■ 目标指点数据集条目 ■
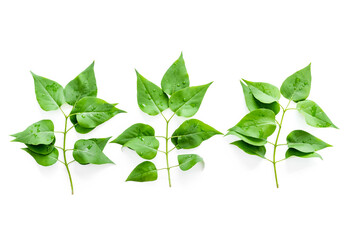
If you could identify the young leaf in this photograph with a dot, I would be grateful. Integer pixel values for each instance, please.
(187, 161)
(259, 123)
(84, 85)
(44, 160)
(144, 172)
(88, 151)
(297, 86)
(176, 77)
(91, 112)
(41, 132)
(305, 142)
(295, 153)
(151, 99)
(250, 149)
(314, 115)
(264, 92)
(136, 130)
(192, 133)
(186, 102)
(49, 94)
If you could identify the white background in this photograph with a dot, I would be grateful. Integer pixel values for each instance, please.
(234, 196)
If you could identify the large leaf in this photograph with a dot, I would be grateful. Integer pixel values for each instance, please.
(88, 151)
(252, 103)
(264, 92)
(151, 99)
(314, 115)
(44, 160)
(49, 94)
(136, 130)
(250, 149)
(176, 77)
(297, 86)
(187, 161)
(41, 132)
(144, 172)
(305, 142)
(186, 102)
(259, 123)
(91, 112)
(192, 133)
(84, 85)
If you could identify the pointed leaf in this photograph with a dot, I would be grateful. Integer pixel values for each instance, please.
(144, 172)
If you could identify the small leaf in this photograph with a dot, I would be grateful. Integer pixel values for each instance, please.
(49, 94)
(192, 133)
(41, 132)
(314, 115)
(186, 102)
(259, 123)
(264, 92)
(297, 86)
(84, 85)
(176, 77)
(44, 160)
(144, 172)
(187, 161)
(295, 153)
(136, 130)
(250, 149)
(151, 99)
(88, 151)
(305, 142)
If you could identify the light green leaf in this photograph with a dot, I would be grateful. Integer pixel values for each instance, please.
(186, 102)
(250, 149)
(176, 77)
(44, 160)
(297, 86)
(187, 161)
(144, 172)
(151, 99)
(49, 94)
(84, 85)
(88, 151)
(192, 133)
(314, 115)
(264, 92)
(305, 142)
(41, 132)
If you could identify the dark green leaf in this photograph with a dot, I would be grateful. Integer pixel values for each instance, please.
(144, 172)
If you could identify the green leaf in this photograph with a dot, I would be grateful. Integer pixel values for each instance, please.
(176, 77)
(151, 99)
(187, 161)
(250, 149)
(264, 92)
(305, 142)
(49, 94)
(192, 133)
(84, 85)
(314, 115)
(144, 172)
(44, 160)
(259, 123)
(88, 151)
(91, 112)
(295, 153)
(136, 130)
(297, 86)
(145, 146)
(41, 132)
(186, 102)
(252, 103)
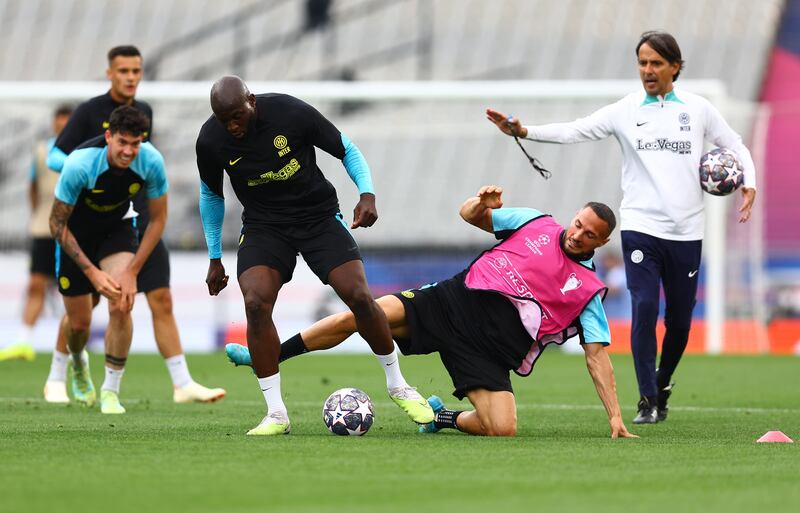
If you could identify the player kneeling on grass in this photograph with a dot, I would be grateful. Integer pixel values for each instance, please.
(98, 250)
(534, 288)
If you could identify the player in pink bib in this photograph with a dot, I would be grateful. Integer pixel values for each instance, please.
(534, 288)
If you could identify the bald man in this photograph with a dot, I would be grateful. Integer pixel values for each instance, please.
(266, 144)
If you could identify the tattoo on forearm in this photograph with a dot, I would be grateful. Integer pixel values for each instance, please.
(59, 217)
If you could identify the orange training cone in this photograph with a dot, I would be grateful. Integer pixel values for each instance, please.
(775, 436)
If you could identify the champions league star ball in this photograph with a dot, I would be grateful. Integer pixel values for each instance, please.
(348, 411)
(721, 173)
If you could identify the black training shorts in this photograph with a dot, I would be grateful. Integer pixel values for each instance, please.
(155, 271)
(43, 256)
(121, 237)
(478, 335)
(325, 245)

■ 任务目标 ■
改写从含“If you could identify the dark”的那一行起至数据末尾的各行（两端均包含），将其中的“grateful”替换为“thankful”，其余内容一律不变。输出中省略图片。

■ 本题输出 ■
If you could identify the dark green leaf in this photograph with a dot, I would be thankful. Integer pixel values for each instance, please.
(144, 172)
If you could identify the green leaf in this photograph with a dot, I would be thankful. Integer pixel values for each instance, please.
(176, 77)
(151, 99)
(187, 161)
(250, 149)
(264, 92)
(305, 142)
(49, 94)
(192, 133)
(84, 85)
(314, 115)
(144, 172)
(44, 160)
(259, 123)
(88, 151)
(91, 112)
(295, 153)
(136, 130)
(297, 86)
(145, 146)
(41, 132)
(186, 102)
(252, 103)
If you could identify the player kneeling on grass in this photograph with a dot, I would be thankful. Integer pixel values for each instance, please.
(98, 250)
(534, 288)
If you could identify the player in pink bib in this photograph with a dot, I would be thankful. Integer pixel values for each instance, please.
(534, 288)
If you could identify the bald man in this photograph with a dot, I would be thankful. Integer pixel values for each instance, please.
(266, 144)
If you could identify the tattoo on forearm in this photograph with a dot, I would be thankful. Integer pixel values for each instance, please.
(59, 217)
If you could identify the orange training cone in this photograph with a dot, I would be thankful. Integer pixel values for each instance, please.
(775, 436)
If you could identify the champions league star ball in this photograph with a dot, I would be thankful. Integer pixel values for each instance, please.
(348, 411)
(721, 173)
If you could identify the black training shorts in this photograph with a dot, I would be thankful. Integer pixel values for each instance, please.
(155, 271)
(43, 256)
(121, 237)
(478, 335)
(325, 245)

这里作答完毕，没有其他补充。